**Goal:** Rewrite the piece on academics and negotiators starting with "I sometimes think academics and" and going on through "read academic journals.", changing "academic journals" to "scholarly journals".

**Document section:**
::::::::
I sometimes think academics and government negotiators live in separate worlds when it comes to advancing the international policy agenda. Academics do intensive research; present in-depth analyses; and propose ways to resolve complex issues. Negotiators prepare briefs; try to reconcile diverging interests within their own countries; hold informal talks with their counterparts in other governments; and sit through long and exhausting international debates. Academic thinking rarely finds its way to the negotiating tables of the world, while political realities and constraints often are not considered in academic research.

Having a foot in both worlds, I believe I understand some of the reasons: academics cannot spare the time and money to attend international negotiations, while negotiators are simply too busy to subscribe to and regularly read academic journals.

Blog conf 29-10-14               Blog acad 29-10-14

An initiative by the Review of European Community and International Law (RECIEL) may help address at least the second of these constraints. As government representatives from around the world meet in Bangkok next week to debate preparations for the entry into force of the Minamata Convention on Mercury, RECIEL offers one month of  free access to its latest issue, devoted to chemicals management. Among other things, the issue features two articles on the Minamata Convention. I hope that during their flight to Bangkok, some negotiators might find time to relax and see what RECIEL’s contributors have to say. Who knows, some of it may thus find its way into the conference room!
::::::::
(Excerpts of labeled region data)
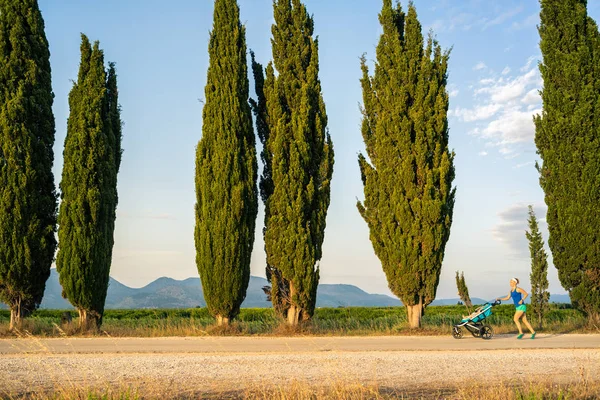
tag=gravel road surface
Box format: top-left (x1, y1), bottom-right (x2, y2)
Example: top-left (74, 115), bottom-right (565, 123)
top-left (0, 335), bottom-right (600, 395)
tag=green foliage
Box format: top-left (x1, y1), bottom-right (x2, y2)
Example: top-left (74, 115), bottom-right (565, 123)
::::::::
**Answer to this task:**
I sometimes think academics and government negotiators live in separate worlds when it comes to advancing the international policy agenda. Academics do intensive research; present in-depth analyses; and propose ways to resolve complex issues. Negotiators prepare briefs; try to reconcile diverging interests within their own countries; hold informal talks with their counterparts in other governments; and sit through long and exhausting international debates. Academic thinking rarely finds its way to the negotiating tables of the world, while political realities and constraints often are not considered in academic research.

Having a foot in both worlds, I believe I understand some of the reasons: academics cannot spare the time and money to attend international negotiations, while negotiators are simply too busy to subscribe to and regularly read scholarly journals.